-- Dataset entries follows --

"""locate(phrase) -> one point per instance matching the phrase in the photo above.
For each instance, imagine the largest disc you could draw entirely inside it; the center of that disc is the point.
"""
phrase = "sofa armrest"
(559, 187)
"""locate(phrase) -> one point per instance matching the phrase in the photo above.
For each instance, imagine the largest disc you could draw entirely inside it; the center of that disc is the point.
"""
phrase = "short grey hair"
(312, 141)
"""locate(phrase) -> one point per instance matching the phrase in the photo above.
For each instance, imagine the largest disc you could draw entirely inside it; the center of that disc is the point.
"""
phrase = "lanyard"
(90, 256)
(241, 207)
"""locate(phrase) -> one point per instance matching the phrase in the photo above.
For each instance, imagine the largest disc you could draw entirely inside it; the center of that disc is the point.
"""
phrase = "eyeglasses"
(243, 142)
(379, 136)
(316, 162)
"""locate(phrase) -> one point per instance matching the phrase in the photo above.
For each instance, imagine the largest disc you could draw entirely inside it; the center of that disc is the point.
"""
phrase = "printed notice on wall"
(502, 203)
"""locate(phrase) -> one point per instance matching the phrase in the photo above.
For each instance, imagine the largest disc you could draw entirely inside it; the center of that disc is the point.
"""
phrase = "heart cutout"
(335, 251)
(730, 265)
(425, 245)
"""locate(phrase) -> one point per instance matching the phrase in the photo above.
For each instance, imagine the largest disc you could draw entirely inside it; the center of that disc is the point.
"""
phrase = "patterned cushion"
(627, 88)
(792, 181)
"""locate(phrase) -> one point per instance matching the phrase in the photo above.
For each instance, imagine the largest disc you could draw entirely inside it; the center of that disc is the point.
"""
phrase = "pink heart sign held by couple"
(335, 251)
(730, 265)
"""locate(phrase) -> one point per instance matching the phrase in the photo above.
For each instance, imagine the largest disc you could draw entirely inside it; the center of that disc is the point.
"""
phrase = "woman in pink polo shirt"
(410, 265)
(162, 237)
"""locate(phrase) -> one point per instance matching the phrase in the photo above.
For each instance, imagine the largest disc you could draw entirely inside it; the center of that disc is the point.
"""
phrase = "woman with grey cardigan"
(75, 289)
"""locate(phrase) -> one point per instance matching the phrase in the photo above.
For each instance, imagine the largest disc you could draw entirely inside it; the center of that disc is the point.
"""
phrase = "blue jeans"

-- Dataset entries concluded --

Work instruction
The data above needs retyping. Reproduce each line exactly.

Task answer
"""locate(phrase) -> one point per instance matching the phrase in the photo above.
For each instance, imagine the largest disc you could draw entirely inside it; the center of that disc is the point.
"""
phrase = "sofa armrest"
(559, 187)
"""locate(phrase) -> one point per instance matching the phrase in the photo above.
For each instance, imagine the largest disc you could draw entirely inside it; the center of that disc is the point.
"""
phrase = "short grey hair"
(312, 141)
"""locate(phrase) -> one point per instance matching the phrase in the photo above.
For each instance, imagine the largest disc you could draw entirely inside it; the center of that disc is the point.
"""
phrase = "lanyard"
(90, 256)
(241, 207)
"""locate(phrase) -> one point per instance matching the phrase in the photo above.
For each instance, imagine the largest disc you could draw entirely inside it; the center of that disc is the point.
"""
phrase = "eyeglasses"
(243, 142)
(379, 136)
(316, 162)
"""locate(phrase) -> one point per instance matching the phrase in the photo above.
For each instance, imagine the largest disc you could draw entirely inside it; the center of that disc is the point.
"""
phrase = "printed notice on wall"
(502, 203)
"""locate(phrase) -> one point per instance matching the phrase in the photo above.
For each instance, imagine the largest disc you could draw entirely inside it; the center of that disc is the point.
"""
phrase = "heart cutout"
(335, 251)
(730, 265)
(425, 245)
"""locate(phrase) -> one point per instance matching the phrase in the photo above.
For each instance, imagine the largest disc you could draw entirely inside it; the center of that disc is the point.
"""
phrase = "patterned cushion"
(627, 88)
(792, 181)
"""locate(phrase) -> one point per instance matching the phrase in the photo above.
For each instance, imagine the largest disc you could draw entirely inside it; the center of that disc is the point.
"""
phrase = "pink heart sign held by couple"
(335, 251)
(730, 265)
"""locate(phrase) -> one point per instance matching the phrase in the photo above.
For each instance, imagine the largest disc you could draw entirely inside it; the center of that disc is the point.
"""
phrase = "woman in pink polo shirt"
(410, 265)
(162, 237)
"""locate(phrase) -> one point per instance matching the phrase in the photo above.
For each instance, imagine the largest disc you could draw entirely inside it; the center of that disc is the point.
"""
phrase = "woman with grey cardigan"
(75, 289)
"""locate(phrase) -> one point per instance matching the phrase in the photo above.
For each instance, imagine the largest disc you could draw entirely inside it; the center of that disc is the point.
"""
phrase = "blue jeans"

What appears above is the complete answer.